-- TEXT PASSAGE follows --

In June 2018, CBS Studios (who own the rights to Charmed) announced that the whole series was in the process of being remastered to high-definition with a completion date of September 2019. The remastered version of season one was released on high-definition Blu-ray in the US on October 30, 2018. Season 2 was released through Manufacture on Demand in 2020. Season 3 is scheduled for release May 18, 2021, almost 20 years to the day that Season 3 finished airing on The WB.

On December 13, 2019, Koch Films announced a full series release on Blu-ray for Charmed in Germany, making Germany the first country worldwide to receive a full Blu-ray set rather than individual seasons like in the United States. The Blu-ray box set edition was released on June 24, 2021.

=== Podcast ===

On September 1, 2022, three members of the Charmed cast started a podcast called The House of Halliwell / A Charmed Rewatch Podcast. At Dragon Con, Drew Fuller explains that he had not watched Charmed and recruited his fellow co-stars to create a rewatch podcast. Holly Marie Combs recalls a cancer scare during "The Power of Two" episode. She revealed that a tumor was discover in her uterus while filming an episode of Charmed with the same name. As a result, production of the show was shut down for two weeks. Brian Krause discussed how Charmed impacted its viewers by bringing them together with family and assisting individuals in accepting themselves. He also reveals in the podcast that this is his first time watching the show.

== Reboot series ==
=== Canceled CBS reboot ===
On October 25, 2013, it was announced that CBS was developing a reboot of Charmed. Party of Five co-creator Christopher Keyser and Sydney Sidner were going to executive produce and write the pilot script for CBS Television Studios (who own the rights to Charmed) and The Tannenbaum Company. The reboot was described as a "re-imagining of the original series centered around four sisters who discover their destiny – to battle against the forces of evil using their witchcraft." CBS only ordered a script for a pilot, however; no commitment to filming was made.

-- TEXT PASSAGE concluded --
-- DATASET ENTRIES follows --

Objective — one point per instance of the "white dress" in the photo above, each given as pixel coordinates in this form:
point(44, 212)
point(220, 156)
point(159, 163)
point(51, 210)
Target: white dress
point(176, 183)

-- DATASET ENTRIES concluded --

_TASK ITEM 1_.
Based on the text on Charmed, decide whether each statement holds, answering yes or no and quoting the deciding words: (a) The remastered first season came out on Blu-ray in the US on October 30, 2018. (b) Germany got individual seasons on Blu-ray, as the United States did. (c) CBS committed to filming a pilot for its Charmed reboot.
_TASK ITEM 2_.
Transcribe the part of the text on Charmed starting at "In June 2018, CBS" and ending at "airing on The WB.".

_WRITTEN RESPONSE 1_.
(a) Yes: "The remastered version of season one was released on high-definition Blu-ray in the US on October 30, 2018."
(b) No: "making Germany the first country worldwide to receive a full Blu-ray set rather than individual seasons like in the United States"
(c) No: "CBS only ordered a script for a pilot, however; no commitment to filming was made."

_WRITTEN RESPONSE 2_.
In June 2018, CBS Studios (who own the rights to Charmed) announced that the whole series was in the process of being remastered to high-definition with a completion date of September 2019. The remastered version of season one was released on high-definition Blu-ray in the US on October 30, 2018. Season 2 was released through Manufacture on Demand in 2020. Season 3 is scheduled for release May 18, 2021, almost 20 years to the day that Season 3 finished airing on The WB.